Posted on 04/26/2010 9:01:21 PM PDT by Free ThinkerNY
A group of Chinese and Turkish evangelical explorers said Monday they believe they may have found Noah's Ark -- 4000m up a mountain in Turkey.
The team say they recovered wooden specimens from a structure on Mount Ararat in eastern Turkey that carbon dating proved was 4800 years old, around the same time the ark is said to have been afloat.
"It's not 100 percent that it is Noah's Ark but we think it is 99.9 percent that this is it," Yeung Wing-cheung, a Hong Kong documentary filmmaker and member of the 15-strong team from Noah's Ark Ministries International told AFP.
The structure had several compartments, some with wooden beams, which were believed to house animals, he said.
The group of evangelical archaeologists ruled out an established human settlement on the grounds that one had never been found above 3500 metres in the vicinity, Yeung said.
(Excerpt) Read more at news.ninemsn.com.au ...
God: “Noah ... This is the Lord ...”
Noah: “Riiiiiiiight !!!”
Thats assuming that the Mountains were at the same height during the flood. I tend to believe that the continents broke apart during the flood and the mountains raised up in the aftermath of the flood which would probably have included massive volcanic and tectonic activity.
I'm wondering if a glacial dam may have burst ...
Saw a show on PBS that stated there was a MASSIVE pre-historic lake dammed up with a glacial wall. Thousands of trillions of gallons ...
When it broke, it raced to the West Coast [forming the Columbia River] and into the Southweat, where it carved out Monument Valley ...

▶ [Source material]
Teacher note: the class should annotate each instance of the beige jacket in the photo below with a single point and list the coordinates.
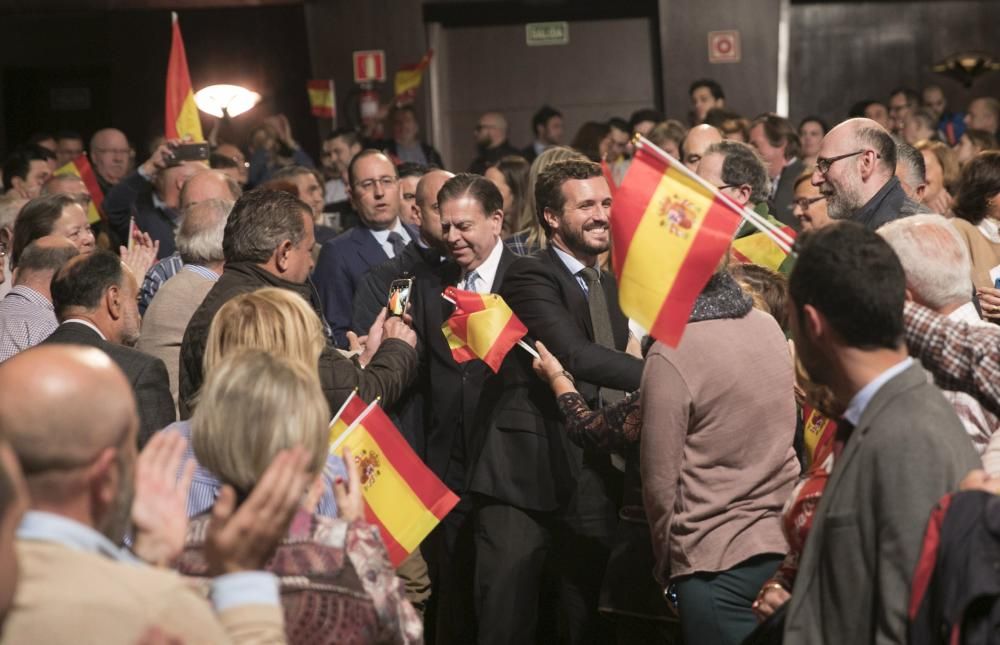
(69, 596)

▶ [What is needed] Pick up the forum thread about the reported Noah's Ark find on Mount Ararat and keep it going from its last sentence.

▶ [The result]
Same thing in Europe ???
Noah sent out a Raven first, which never did come back, then sent out the same dove once a week for a few weeks until it didn’t come back, an indicator that livable habitats were beginning to reemerge.
The ark had already come to rest somewhere high on Ararat at a time when other mountaintops were still not visible. The sea was, as you say, apparently calm, and it took several weeks for the other mountaintops to become visible, so apparently the mechanism for depositing all that water could not have been as transitory as tsunamis or tidal behavior, so I must retract my earlier statement. The water that was there must have been relatively uniform in global distribution.
The foregoing does not, however, eliminate the possibility that exceptional tectonic relationships might have displaced vast quantities of both surface and subterranean water, and that is closer to how the Biblical text describes it than my brief excursion into “big wave” theory. My apologies.
I don’t think the sea level would raise much if the ice melted...but it would spread out....Drop some ice cubes in a glass of water and when they melt, the water is at almost the same level as when you put them in the water..(I think)
Well, we’re not talking modern subdivisions, to be sure. But Noah had to have neighbors. Otherwise where did his son’s wives come from? Adds a whole new flavor to “no man is an island.”
Correct for ice already in the water (north pole, south pole margins). Land bound ice would flow into the oceans and raise the levels. Obviously not as high as Mount Everest all the way around.
I figure this supernatural event was, well, supernatural. The videos on that link are interesting and intriguing. Although they could also be from some remote warehouse in China I suppose.
And just like with the shroud, it probably won’t sway too many folks in what they already believe.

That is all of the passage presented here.